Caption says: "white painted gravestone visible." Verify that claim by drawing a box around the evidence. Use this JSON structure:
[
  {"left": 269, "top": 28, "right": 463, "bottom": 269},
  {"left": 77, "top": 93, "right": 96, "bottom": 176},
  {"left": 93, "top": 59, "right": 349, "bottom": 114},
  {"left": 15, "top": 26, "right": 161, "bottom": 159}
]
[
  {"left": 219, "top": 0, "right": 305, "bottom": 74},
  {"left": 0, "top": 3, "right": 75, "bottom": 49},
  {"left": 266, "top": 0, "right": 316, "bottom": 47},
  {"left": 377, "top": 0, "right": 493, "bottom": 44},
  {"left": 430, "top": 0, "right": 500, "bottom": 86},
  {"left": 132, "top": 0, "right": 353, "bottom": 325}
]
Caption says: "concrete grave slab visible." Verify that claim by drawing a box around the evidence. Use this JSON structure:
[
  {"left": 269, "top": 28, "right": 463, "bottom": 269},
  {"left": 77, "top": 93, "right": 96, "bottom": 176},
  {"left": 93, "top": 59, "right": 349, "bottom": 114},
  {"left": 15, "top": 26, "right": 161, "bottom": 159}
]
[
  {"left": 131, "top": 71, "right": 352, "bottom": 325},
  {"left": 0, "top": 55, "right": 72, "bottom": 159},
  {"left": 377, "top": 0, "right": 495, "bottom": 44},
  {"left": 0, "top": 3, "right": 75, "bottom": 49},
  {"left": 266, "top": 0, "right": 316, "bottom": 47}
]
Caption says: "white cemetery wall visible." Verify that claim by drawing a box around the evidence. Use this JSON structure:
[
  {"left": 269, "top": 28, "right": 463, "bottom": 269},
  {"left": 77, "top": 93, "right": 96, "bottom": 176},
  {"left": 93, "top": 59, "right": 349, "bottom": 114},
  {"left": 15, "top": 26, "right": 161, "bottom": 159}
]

**WHAT THIS TASK INVOLVES:**
Gather every line in the data above that contains the word "visible", and copy each one out in full.

**EXERCISE RESULT:**
Caption says: "white painted gravestone visible." Verify that claim by drawing a box around the evidence. Use this JSON structure:
Caption says: "concrete grave slab visible." Verify that claim by drawing a box around the evidence. Use this JSON structure:
Caption says: "white cemetery wall visible." Verify that claim by drawing a box around the evidence. Use this JSON structure:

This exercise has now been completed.